:: ROWS

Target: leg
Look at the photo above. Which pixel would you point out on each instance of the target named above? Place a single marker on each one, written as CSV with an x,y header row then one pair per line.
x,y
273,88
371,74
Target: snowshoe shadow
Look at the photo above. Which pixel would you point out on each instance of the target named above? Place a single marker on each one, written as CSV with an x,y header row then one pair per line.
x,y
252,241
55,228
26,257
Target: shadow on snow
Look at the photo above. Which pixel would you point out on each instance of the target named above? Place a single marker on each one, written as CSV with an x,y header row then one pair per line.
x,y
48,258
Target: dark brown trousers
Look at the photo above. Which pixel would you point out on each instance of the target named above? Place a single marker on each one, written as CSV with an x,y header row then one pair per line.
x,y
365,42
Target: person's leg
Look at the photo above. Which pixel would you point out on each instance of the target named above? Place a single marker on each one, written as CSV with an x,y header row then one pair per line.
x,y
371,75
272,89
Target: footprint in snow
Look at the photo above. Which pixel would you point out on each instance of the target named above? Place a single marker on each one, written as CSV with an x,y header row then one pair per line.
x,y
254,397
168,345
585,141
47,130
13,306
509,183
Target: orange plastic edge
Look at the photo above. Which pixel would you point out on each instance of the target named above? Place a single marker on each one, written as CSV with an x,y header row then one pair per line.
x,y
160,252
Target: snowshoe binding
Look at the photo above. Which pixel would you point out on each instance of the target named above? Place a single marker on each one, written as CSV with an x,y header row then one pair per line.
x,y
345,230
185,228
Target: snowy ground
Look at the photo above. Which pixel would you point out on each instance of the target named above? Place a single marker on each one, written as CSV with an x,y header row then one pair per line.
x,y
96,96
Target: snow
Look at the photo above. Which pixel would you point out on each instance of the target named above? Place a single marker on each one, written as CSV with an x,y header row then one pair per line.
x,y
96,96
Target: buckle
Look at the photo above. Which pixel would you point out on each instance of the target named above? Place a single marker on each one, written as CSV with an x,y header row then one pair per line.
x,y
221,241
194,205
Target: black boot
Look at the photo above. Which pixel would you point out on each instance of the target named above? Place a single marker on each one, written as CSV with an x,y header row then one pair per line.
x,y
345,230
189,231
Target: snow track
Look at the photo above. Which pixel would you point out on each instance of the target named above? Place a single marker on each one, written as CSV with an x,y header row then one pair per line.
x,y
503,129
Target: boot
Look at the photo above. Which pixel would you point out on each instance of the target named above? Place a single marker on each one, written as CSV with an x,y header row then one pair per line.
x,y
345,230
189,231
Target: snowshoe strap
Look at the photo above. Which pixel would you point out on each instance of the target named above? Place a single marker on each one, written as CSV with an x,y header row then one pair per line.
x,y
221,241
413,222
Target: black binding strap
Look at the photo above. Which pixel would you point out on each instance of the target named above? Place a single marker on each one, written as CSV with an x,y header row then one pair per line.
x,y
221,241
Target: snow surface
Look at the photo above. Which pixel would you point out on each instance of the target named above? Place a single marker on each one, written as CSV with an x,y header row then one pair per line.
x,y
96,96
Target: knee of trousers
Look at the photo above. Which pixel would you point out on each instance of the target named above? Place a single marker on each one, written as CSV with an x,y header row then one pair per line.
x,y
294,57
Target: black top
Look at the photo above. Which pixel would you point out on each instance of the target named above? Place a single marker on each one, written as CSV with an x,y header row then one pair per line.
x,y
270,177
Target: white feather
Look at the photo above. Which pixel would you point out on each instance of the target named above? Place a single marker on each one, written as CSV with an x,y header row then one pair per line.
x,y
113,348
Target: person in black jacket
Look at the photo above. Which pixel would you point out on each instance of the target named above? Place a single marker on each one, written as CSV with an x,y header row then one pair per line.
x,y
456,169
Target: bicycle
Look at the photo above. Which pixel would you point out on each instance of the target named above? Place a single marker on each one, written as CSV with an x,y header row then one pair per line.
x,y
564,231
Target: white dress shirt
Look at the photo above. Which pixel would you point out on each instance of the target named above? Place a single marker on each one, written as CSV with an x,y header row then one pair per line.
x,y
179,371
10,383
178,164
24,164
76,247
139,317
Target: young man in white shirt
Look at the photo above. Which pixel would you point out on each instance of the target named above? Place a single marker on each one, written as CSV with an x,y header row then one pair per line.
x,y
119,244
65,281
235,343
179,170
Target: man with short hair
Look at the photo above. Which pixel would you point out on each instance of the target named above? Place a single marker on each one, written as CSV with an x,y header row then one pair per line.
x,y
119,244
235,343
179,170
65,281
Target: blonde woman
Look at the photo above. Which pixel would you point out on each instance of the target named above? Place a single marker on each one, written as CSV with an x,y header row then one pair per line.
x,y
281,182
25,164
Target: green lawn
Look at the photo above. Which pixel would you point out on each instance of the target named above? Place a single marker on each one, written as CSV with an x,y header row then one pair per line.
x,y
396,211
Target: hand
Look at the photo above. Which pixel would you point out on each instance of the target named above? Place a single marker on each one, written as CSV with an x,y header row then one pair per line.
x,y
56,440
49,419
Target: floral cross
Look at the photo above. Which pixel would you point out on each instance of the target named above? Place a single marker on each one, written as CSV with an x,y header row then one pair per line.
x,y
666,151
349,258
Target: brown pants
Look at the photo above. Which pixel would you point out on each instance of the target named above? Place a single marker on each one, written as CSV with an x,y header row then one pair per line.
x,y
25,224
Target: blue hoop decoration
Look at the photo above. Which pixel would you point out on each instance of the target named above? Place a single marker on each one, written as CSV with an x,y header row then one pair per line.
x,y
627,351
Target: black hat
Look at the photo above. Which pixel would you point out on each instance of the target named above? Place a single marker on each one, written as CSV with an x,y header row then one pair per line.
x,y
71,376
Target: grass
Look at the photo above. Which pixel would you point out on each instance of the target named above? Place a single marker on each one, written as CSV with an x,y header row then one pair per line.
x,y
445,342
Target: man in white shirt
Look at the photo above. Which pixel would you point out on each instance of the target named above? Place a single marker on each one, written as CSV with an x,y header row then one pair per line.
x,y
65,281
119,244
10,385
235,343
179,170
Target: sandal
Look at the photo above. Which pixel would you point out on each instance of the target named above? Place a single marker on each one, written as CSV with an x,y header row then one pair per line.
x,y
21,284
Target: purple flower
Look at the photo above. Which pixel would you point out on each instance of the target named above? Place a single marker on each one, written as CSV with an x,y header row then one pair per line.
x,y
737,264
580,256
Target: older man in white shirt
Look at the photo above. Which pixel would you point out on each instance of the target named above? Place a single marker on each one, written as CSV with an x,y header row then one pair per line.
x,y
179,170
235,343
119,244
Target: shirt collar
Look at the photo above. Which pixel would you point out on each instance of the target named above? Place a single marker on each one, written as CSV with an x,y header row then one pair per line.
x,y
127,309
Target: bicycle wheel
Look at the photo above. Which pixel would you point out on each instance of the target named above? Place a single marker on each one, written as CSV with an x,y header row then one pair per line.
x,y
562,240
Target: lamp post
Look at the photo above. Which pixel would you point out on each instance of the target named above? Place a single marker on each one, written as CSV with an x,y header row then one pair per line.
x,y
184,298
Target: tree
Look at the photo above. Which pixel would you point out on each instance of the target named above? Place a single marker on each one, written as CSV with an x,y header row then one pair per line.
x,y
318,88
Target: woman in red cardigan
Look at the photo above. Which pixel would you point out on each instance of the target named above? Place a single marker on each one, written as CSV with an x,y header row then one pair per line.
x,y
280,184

::::

PROBLEM REQUIREMENTS:
Quote the data in full, keeping each word unchanged.

OUTPUT OF THE TASK:
Target: leg
Look at the photo above. Which pixel would you point out on each instance of the target named above? Place a single marker on each one, written as CSV with an x,y header row then one pair per line.
x,y
273,88
371,74
Target: snowshoe shadow
Look at the photo above. Which pixel would you point out on each instance of the target named above? Place a single marker on each one, written as CSV with an x,y header row then one pair per line.
x,y
252,241
55,228
26,257
Target: shadow on snow
Look at the photo above. Which pixel would you point out on each instance of the target named above? Place a single marker on each one, written as CSV with an x,y header row then one pair per line.
x,y
48,258
Target: dark brown trousers
Look at the photo above. Which pixel would you point out on each instance of the target named above? Place a single marker on each one, written as CSV with an x,y header row then one pair per line.
x,y
365,42
Target: person's leg
Look at the photo above. Which pixel would you point out on each instance of the target named above? Place a single marker on each one, written as CSV with an x,y header row then one pair per line.
x,y
371,75
272,89
Target: footprint in snow
Look at the photo above. Which pixel would you point out on each instance of the target named above? Place a single marker on each one, written as CSV with an x,y header row then one pair per line.
x,y
254,397
168,345
585,141
47,130
13,306
509,183
Target: orange plastic edge
Look at the photo above. Which pixel would you point out on each instance of the target named above? Place a single marker on each one, written as CSV with an x,y header row then one pair per line.
x,y
160,252
Target: snowshoe binding
Look at the photo above. Which pixel would you point out on each instance of the target named above? Place a single marker on each one, written as CSV with an x,y header row then one pair per line.
x,y
345,230
185,228
Target: snowy ground
Look at the photo above. Which pixel would you point out on each instance of the target named above? Place a single marker on each one, written as CSV with an x,y header row then one pair per line.
x,y
96,96
Target: snow
Look at the photo above. Which pixel would you point out on each instance of the target named above? Place a single marker on each one, written as CSV with an x,y header row then one pair per line.
x,y
96,96
Target: buckle
Look at the photo above. Which pixel would you point out on each instance of the target named above? Place a single marker on each one, written as CSV with an x,y header row then one pair per line.
x,y
221,241
194,205
Target: black boot
Look at the photo above. Which pixel would you point out on each instance of the target named above? Place a single marker on each one, written as CSV with an x,y header row then one pair per line.
x,y
345,230
189,231
Target: snow track
Look at the photo above. Which pixel would you point out on each instance of the target named above? Place a single marker on each one, written as CSV with an x,y header row then one pair per line.
x,y
503,129
Target: boot
Look at the photo above. Which pixel would you point out on each instance of the target named above? Place a single marker on each one, written as CSV with an x,y header row then one pair per line.
x,y
345,230
189,231
Target: snowshoe strap
Look at the photo above. Which pixel would you point out on each instance of the target named above? Place a single marker on each one, written as CSV with an x,y header row then one pair per line.
x,y
221,241
413,222
Target: black binding strap
Look at the photo above. Which pixel would you point out on each instance of the target named above? Place a single marker on each one, written as CSV with an x,y header row then one pair per line.
x,y
221,241
Target: snow surface
Look at the photo above. Which pixel would you point out on each instance of the target named above? Place a single marker on each one, written as CSV with an x,y header row then one pair per line.
x,y
96,96
Target: knee of trousers
Look at the photo above. Which pixel would you point out on each instance of the target named above? Place a single marker on each one, written as CSV with an x,y header row then one pair per line.
x,y
294,57
Target: black top
Look at the photo above. Which pixel would you point out on each instance of the target named above? Place a single marker on each one, written as CSV with an x,y header row then one pair per line.
x,y
270,177
Target: white feather
Look at the photo above. Which pixel would you point out on each instance of the target named above? Place a single marker on each one, written as CSV with an x,y header row then one pair per line.
x,y
113,348
Target: person in black jacket
Look at the photo above. Which pixel would you point out on each instance of the target named above? Place a single marker on each one, written as CSV with an x,y header row then one pair per line.
x,y
456,169
Target: bicycle
Look at the photo above. Which pixel would you point out on each instance of the target named above? Place a single marker on each one, written as CSV with an x,y header row then one pair per line.
x,y
564,231
Target: white dress shirt
Look at the photo above. Which pixel would you point out on each instance of the target named above? Place a single marker on each one, written as CSV with an x,y header row then one pair per line.
x,y
179,371
10,383
178,164
24,164
76,247
139,317
Target: young man in white shirt
Look at the photo above. Which pixel would you point out on each instance of the target named above? Place a single marker on each one, written as CSV with an x,y header row then one pair per line.
x,y
119,244
65,281
235,343
179,170
Target: man with short hair
Look at the photo above. Which pixel would you point out on each instance of the target named above? Place a single marker on each one, written as CSV with an x,y header row then one pair per line.
x,y
119,244
235,343
179,170
65,281
Target: blonde woman
Look at the photo above. Which pixel would you point out on each instance of the target named above? Place a single marker on each one, written as CSV with an x,y header row then one pair per line.
x,y
281,182
25,164
Target: green lawn
Look at the photo above. Which pixel would you point out on each instance of the target named above? Place a single marker on each one, written as CSV with an x,y header row then one pair per line.
x,y
396,211
Target: hand
Look at the photo above. Which pixel would you point out on each instance of the target named above? Place a single marker on each one, written as CSV with an x,y header row then one pair per line.
x,y
56,440
49,419
Target: floral cross
Look at the photo above. Which pixel would you point out on each instance of the target named above? Place a single marker on each one, written as CSV with an x,y header row then one pair per line.
x,y
666,151
349,258
Target: brown pants
Look at the photo above. Which pixel would you point out on each instance of the target named above? Place a single marker on each one, written as CSV with an x,y header row then one pair per line.
x,y
25,224
Target: blue hoop decoration
Look at the photo above. Which pixel would you point out on each instance of the target named above? Place a single marker on each one, written as CSV with an x,y header row then one pair per line.
x,y
627,351
Target: black hat
Look at the photo above. Which pixel would you point out on each instance of the target named above? Place a single marker on each one, written as CSV with an x,y header row then one pair per line.
x,y
71,376
Target: grass
Look at the photo above. Which pixel would you point out on each instance of the target named above? Place a single marker on each one, written as CSV with an x,y header row then one pair per line.
x,y
445,342
Target: man in white shirt
Look at the photo above. Which pixel would you point out on each instance of the target named above? Place a single marker on each one, written as CSV with an x,y header row then one pair per line.
x,y
65,281
119,244
10,385
235,343
179,170
Target: sandal
Look at the photo above. Which pixel would you point out on each instance of the target named above? Place a single marker on each one, written as CSV with an x,y header row then one pair per line.
x,y
21,284
Target: purple flower
Look at the photo above. Which pixel would you point out on each instance of the target named above? Place a single marker on each one, written as CSV with an x,y header row then one pair per line.
x,y
737,264
580,256
Target: older man in white shirt
Look at the photo above. Which pixel would you point out on each instance of the target named above? Place a single marker on each one, written as CSV with an x,y header row then one pair per line.
x,y
179,170
235,343
119,244
Target: shirt collar
Look at the photo above. Which pixel would you point out on each instance of the target named above? Place a single marker on each one, written as CSV with an x,y header row then one pair per line.
x,y
127,309
Target: bicycle wheel
Look at the photo above. Which pixel would you point out on each instance of the target named above? Place a single marker on each one, written as CSV with an x,y header row then one pair per line.
x,y
562,240
Target: lamp post
Look at the photo above. Which pixel would you point out on each instance of the target named above? Place a single marker on each one, written as CSV with an x,y header row then one pair per line.
x,y
184,298
Target: tree
Look at the photo above. Which pixel would you point out on each instance of the target named above? Place a single marker on each one, written as CSV with an x,y header row then one pair per line.
x,y
318,88
Target: woman in red cardigan
Look at the photo above. Which pixel would you point out on each instance of the target named above? Place a single marker on each one, written as CSV with an x,y header row then one pair per line.
x,y
280,184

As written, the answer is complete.